*Problems and tasks*.
1. List every dollar amount given in the Medicare fraud article, each with what it refers to.
2. Answer these questions from the Medicare fraud article:
(a) How old is Ashley Hoobler Parris?
(b) By what percentage did RPP claims to Medicare increase compared with the same period last year?
(c) In which court was the complaint filed?
3. Reproduce the passage of the Medicare fraud article from "During the course" up to and including "COVID-19 test submitted.".

*Given text*.
---*---
May 15, 2020 / 9:27 PM / 13 days ago

Georgia woman arrested over U.S. Medicare fraud on coronavirus testing

WASHINGTON, May 15 (Reuters) - A Georgia woman was arrested on Friday for allegedly bilking Medicare - the U.S. health insurance program for Americans over age 65 and the disabled - by submitting fraudulent claims related to coronavirus testing and genetic cancer tests, the U.S. Justice Department said.

The case against Ashley Hoobler Parris, 32, of Lawrencevile, Georgia, marks one of the first Medicare fraud cases in connection with billings for COVID-19, the sometimes deadly illness caused by the novel coronavirus.

It also comes on the heels of a major takedown last fall by the Justice Department and the Health and Human Services Department Office of the Inspector General involving a $2.1 billion Medicare fraud scam that snagged marketing company executives, telemedicine companies and labs that allegedly duped senior citizens across the nation into providing a swab of their DNA for medically unnecessary genetic cancer tests.

Since then, some of the labs and marketers have expanded from offering genetic cancer screening into offering tests for COVID-19.

While the Medicare reimbursement for coronavirus tests is about $100, some labs and marketers have sought to boost the amount they can reap by bundling it with respiratory pathogen panels (RPP), which test for non-COVID-19 respiratory illnesses and pay out around $500.

According to new data from the Health and Human Services Inspector General provided to Reuters this week, RPP claims submitted to Medicare from January 1, 2020 through April 30 increased by 41% compared with the same time period last year and led to $28 million so far in processed payments.

The complaint against Hoobler alleges she and other co-conspirators engaged in a kickback scheme in which they obtained cheek swabs from seniors, got doctors to sign off on the genetic tests and shipped them off to labs that billed Medicare.

During the course of the ongoing investigation into genetics testing billing, Hoobler was captured on recorded phone calls with a covert government cooperator in March saying she was working with a lab that would pay a $100 kickback for every COVID-19 test submitted.

The cooperator asked whether the payout was so high because she could “make it up” by also billing for the RPP test and that it would be an easy sell since everyone is clamoring for coronavirus tests.

“Exactly,” Hoobler replied, according to the complaint, which was filed in the U.S. District Court for the Middle District of Florida.

Reuters could not immediately determine who is representing Hoobler.
---*---
*Source information*.
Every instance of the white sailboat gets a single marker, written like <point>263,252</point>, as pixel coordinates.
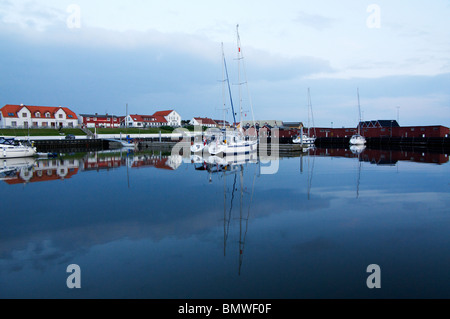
<point>306,139</point>
<point>234,141</point>
<point>358,139</point>
<point>10,148</point>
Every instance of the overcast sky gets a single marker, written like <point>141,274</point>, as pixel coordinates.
<point>97,56</point>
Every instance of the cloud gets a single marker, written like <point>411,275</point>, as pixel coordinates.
<point>317,22</point>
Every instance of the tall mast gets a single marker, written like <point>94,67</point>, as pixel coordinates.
<point>309,106</point>
<point>359,114</point>
<point>239,58</point>
<point>229,87</point>
<point>239,75</point>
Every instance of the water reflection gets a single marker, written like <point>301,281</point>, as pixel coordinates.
<point>32,170</point>
<point>186,223</point>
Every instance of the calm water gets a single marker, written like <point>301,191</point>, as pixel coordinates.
<point>152,226</point>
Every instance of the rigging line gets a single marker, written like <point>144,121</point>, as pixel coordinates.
<point>229,87</point>
<point>245,76</point>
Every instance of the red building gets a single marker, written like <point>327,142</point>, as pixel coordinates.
<point>104,121</point>
<point>384,128</point>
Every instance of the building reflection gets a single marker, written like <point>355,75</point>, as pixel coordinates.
<point>33,170</point>
<point>386,157</point>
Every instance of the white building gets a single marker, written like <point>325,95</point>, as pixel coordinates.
<point>200,121</point>
<point>26,116</point>
<point>162,118</point>
<point>172,117</point>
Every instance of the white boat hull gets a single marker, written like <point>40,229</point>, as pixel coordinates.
<point>199,147</point>
<point>306,140</point>
<point>17,151</point>
<point>358,140</point>
<point>243,147</point>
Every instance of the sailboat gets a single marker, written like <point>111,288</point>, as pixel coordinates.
<point>234,141</point>
<point>306,139</point>
<point>358,139</point>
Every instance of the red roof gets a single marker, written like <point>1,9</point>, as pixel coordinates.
<point>11,111</point>
<point>148,118</point>
<point>163,113</point>
<point>205,121</point>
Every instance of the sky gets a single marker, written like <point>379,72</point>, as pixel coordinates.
<point>100,56</point>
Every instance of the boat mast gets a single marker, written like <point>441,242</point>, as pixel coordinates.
<point>359,114</point>
<point>229,87</point>
<point>239,76</point>
<point>309,105</point>
<point>240,57</point>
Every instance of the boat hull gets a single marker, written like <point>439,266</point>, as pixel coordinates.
<point>234,149</point>
<point>16,152</point>
<point>358,140</point>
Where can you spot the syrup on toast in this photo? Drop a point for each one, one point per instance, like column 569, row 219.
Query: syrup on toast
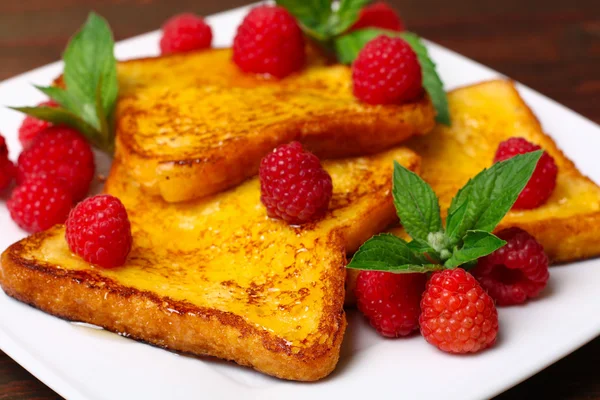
column 216, row 276
column 483, row 115
column 190, row 125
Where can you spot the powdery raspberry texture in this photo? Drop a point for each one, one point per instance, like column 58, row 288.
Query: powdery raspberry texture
column 387, row 71
column 391, row 302
column 99, row 231
column 517, row 271
column 457, row 315
column 294, row 185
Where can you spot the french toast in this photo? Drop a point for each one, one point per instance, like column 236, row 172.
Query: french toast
column 216, row 276
column 483, row 115
column 189, row 125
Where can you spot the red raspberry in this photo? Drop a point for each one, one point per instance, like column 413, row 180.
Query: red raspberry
column 185, row 32
column 387, row 71
column 61, row 153
column 31, row 127
column 390, row 301
column 8, row 171
column 515, row 272
column 98, row 230
column 3, row 148
column 39, row 204
column 378, row 15
column 543, row 181
column 269, row 41
column 457, row 315
column 294, row 186
column 7, row 168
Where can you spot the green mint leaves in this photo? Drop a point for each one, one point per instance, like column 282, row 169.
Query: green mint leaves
column 90, row 76
column 320, row 20
column 349, row 45
column 474, row 212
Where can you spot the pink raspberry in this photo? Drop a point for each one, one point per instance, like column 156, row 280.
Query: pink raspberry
column 32, row 127
column 457, row 315
column 294, row 185
column 387, row 71
column 39, row 204
column 63, row 154
column 98, row 230
column 517, row 271
column 269, row 41
column 378, row 15
column 390, row 301
column 185, row 32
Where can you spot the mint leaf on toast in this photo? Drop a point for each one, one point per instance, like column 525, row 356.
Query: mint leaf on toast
column 416, row 204
column 349, row 45
column 88, row 101
column 475, row 211
column 476, row 244
column 387, row 252
column 484, row 200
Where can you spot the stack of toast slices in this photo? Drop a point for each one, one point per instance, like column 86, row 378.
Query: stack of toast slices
column 209, row 273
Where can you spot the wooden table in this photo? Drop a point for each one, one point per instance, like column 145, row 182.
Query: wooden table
column 552, row 46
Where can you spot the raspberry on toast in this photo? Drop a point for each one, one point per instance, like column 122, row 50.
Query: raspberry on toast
column 483, row 115
column 217, row 276
column 190, row 125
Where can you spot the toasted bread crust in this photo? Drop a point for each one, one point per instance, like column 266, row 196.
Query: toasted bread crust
column 280, row 312
column 184, row 135
column 86, row 296
column 483, row 115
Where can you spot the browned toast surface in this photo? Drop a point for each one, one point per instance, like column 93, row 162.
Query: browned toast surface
column 193, row 124
column 217, row 276
column 483, row 115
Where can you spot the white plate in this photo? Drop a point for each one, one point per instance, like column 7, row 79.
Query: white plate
column 83, row 363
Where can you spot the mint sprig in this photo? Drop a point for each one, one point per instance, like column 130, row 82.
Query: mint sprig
column 474, row 213
column 320, row 20
column 349, row 45
column 88, row 101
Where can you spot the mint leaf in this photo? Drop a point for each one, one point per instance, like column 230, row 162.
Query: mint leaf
column 346, row 15
column 416, row 204
column 348, row 46
column 313, row 15
column 89, row 59
column 484, row 200
column 90, row 76
column 387, row 252
column 431, row 80
column 476, row 244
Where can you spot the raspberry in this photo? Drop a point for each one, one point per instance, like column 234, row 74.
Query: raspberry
column 185, row 32
column 390, row 301
column 31, row 127
column 3, row 148
column 98, row 230
column 515, row 272
column 457, row 315
column 7, row 168
column 39, row 204
column 63, row 154
column 543, row 181
column 269, row 41
column 294, row 186
column 7, row 173
column 378, row 15
column 386, row 71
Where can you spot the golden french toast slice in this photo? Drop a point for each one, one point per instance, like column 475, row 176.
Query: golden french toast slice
column 217, row 276
column 483, row 115
column 193, row 124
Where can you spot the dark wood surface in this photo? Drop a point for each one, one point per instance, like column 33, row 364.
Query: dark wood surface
column 552, row 46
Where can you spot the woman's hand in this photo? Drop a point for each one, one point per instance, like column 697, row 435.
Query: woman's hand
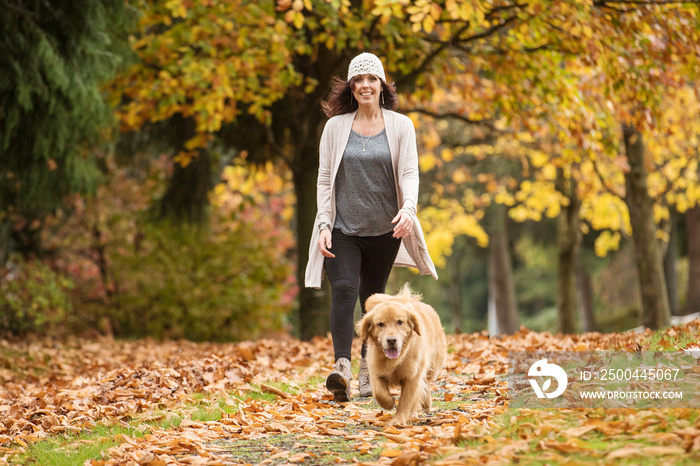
column 324, row 243
column 404, row 224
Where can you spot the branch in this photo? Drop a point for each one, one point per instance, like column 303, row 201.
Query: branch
column 456, row 116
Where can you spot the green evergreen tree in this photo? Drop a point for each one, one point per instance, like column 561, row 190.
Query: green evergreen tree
column 53, row 57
---*---
*Per-task answers*.
1.
- $2.1 billion: the Medicare fraud scam targeted in last fall's takedown
- About $100: the Medicare reimbursement for coronavirus tests
- Around $500: the payout for respiratory pathogen panels (RPP)
- $28 million: processed payments so far on RPP claims submitted to Medicare from January 1, 2020 through April 30
- $100: the kickback a lab would pay for every COVID-19 test submitted

2.
(a) 32
(b) 41%
(c) The U.S. District Court for the Middle District of Florida

3.
During the course of the ongoing investigation into genetics testing billing, Hoobler was captured on recorded phone calls with a covert government cooperator in March saying she was working with a lab that would pay a $100 kickback for every COVID-19 test submitted.